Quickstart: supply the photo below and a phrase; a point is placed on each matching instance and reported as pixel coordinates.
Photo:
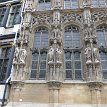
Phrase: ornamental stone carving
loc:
(51, 55)
(16, 56)
(96, 55)
(99, 16)
(86, 3)
(67, 17)
(42, 18)
(88, 53)
(19, 56)
(56, 18)
(57, 4)
(58, 56)
(29, 5)
(56, 36)
(22, 56)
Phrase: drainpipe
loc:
(6, 84)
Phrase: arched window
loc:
(70, 4)
(73, 67)
(39, 54)
(98, 3)
(44, 5)
(102, 43)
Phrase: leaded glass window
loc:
(98, 3)
(73, 65)
(4, 58)
(70, 4)
(2, 15)
(72, 37)
(39, 55)
(14, 15)
(44, 5)
(103, 58)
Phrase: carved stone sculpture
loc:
(51, 55)
(57, 3)
(29, 5)
(96, 55)
(58, 55)
(16, 56)
(87, 17)
(22, 56)
(56, 18)
(88, 55)
(86, 3)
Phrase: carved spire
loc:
(91, 51)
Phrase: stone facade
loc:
(55, 91)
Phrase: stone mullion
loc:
(92, 57)
(55, 56)
(21, 51)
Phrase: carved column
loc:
(93, 69)
(54, 76)
(19, 61)
(95, 90)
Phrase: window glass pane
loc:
(105, 74)
(42, 73)
(11, 20)
(67, 4)
(102, 2)
(68, 56)
(43, 65)
(34, 64)
(68, 39)
(2, 15)
(44, 5)
(35, 56)
(77, 65)
(76, 56)
(78, 74)
(14, 17)
(74, 4)
(33, 73)
(104, 64)
(76, 39)
(95, 2)
(103, 56)
(68, 74)
(43, 56)
(68, 65)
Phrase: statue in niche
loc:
(56, 18)
(86, 3)
(29, 5)
(87, 17)
(88, 55)
(22, 56)
(56, 33)
(57, 3)
(16, 56)
(51, 55)
(58, 55)
(96, 55)
(86, 33)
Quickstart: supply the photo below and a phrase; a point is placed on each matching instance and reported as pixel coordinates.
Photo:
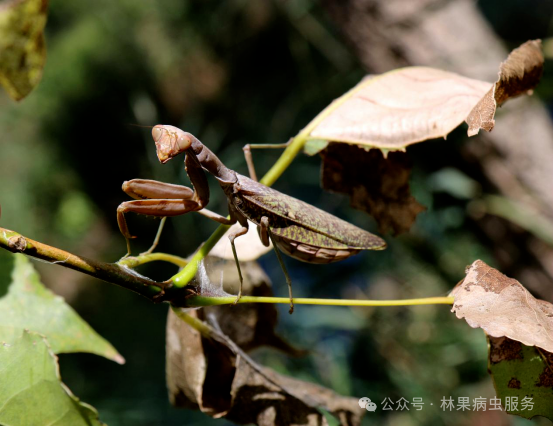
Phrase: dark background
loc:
(232, 73)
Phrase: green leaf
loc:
(32, 392)
(519, 372)
(22, 48)
(30, 305)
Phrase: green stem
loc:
(189, 271)
(211, 301)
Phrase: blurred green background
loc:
(232, 73)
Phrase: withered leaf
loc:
(22, 48)
(503, 307)
(216, 376)
(522, 374)
(519, 74)
(248, 247)
(375, 184)
(413, 104)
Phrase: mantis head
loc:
(170, 141)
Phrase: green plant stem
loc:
(211, 301)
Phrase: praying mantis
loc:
(294, 227)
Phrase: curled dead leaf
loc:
(519, 74)
(375, 184)
(503, 307)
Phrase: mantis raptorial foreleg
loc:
(160, 199)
··········
JOB »
Could you give the items again from the line containing "Phrase: curled dead leaf" through the end of the items, swapping "raptorial" for "grasping" and keeping everything else the same?

SOLUTION TO THE EXERCISE »
Phrase: curled dead leaf
loc:
(519, 74)
(375, 184)
(503, 307)
Phrase: mantis grasping foreleg
loc:
(160, 199)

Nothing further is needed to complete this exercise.